_Text_:
"""

Related Characters: Paul Bäumer (speaker), Stanislaus Katczinsky
Page Number: 212
Explanation and Analysis:

During a nighttime patrol, Paul is caught off guard by a bomb and hides alone. Hearing the voices of German soldiers brings him solace and causes him to reflect on the importance of his comrades.

Though Paul has previously described the strong connection he feels to the other soldiers, this passage offers a striking instance of that link. First he cannot make out the speakers, calling them merely “muffled voices”—but then he notes that they are potentially from Kat, an identification that anchors him in a moment of turmoil. In particular, recognizing specific voices restores a sense of identity to Paul, for he returns from “the terrible loneliness and fear of death”: a void of broad forces that do not conform to his specific personality. He finds comfort in these “voices of my comrades,” Remarque indicates, because they help him regain a specific sense of self.

To make this point, Remarque returns to the image of a “speck of existence” contrasting with the wide “darkness” of the world. Previously, Paul had felt solace in being a speck right beside Kat, but here his comradeship actually allows him to escape that narrow definition of life. Instead, the words and bodies of his comrades are fully fleshed-out, a set of complete humans rather than mere light points. Thus Paul’s connection to the other soldiers defines his sense of self in a way that saves him from the solitary void.

"""

_Supplied material_:
"""

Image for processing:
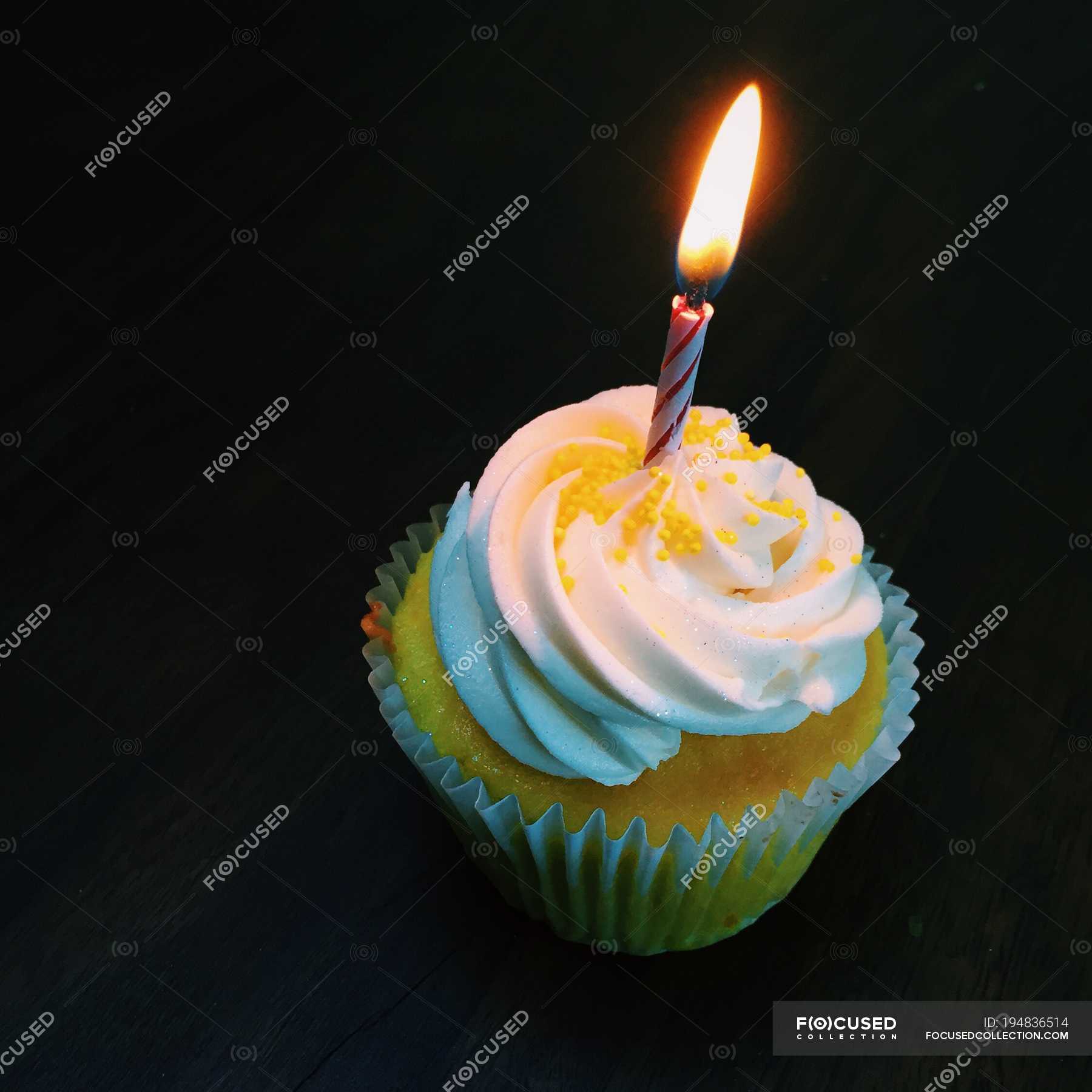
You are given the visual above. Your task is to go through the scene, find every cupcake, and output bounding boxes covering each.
[363,386,922,954]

"""

_What the task requires_: Continue the analysis of Paul Bäumer finding comfort in his comrades' voices from where it stops.

_Task result_:
"Comrade, I did not want to kill you…But you were only an idea to me before, an abstraction…now, for the first time, I see you are a man like me. I thought of your hand-grenades, of your bayonet, of your rifle; now I see your wife and your face and our fellowship…Why do they never tell us that you are poor devils like us, that your mothers are just as anxious as ours, and that we have the same fear of death, and the same dying and the same agony—Forgive me, comrade; how could you be my enemy? If we threw away these rifles and this uniform you could be my brother just like Kat and Albert. Take twenty years of my life, comrade, and stand up—take more, for I do not know what I can even attempt to do with it now."

Related Characters: Paul Bäumer (speaker), Gérard Duval
Page Number: 223
Explanation and Analysis:

Paul finds the pocketbook of the dying soldier and learns more about his identity. He reckons with the way this new knowledge increases his feelings of guilt.

Once more, Remarque reveals a deep empathetic capacity hidden within Paul. Whereas before, Paul viewed the soldier as “an abstraction,” learning these facts about his identity has turned him into “a man like me.” Thus specific information has given him not only an individual human role, but more directly a deep similarity to Paul. This shift in perspective alters the objects on which Paul focuses, from the accoutrements of war instead toward his relationships and even a potential connection between the two: “our fellowship.” Extrapolating a feeling of comradeship is particularly significant considering how Paul has previously described the deep meaning he feels from his relationships with other soldiers on his own side.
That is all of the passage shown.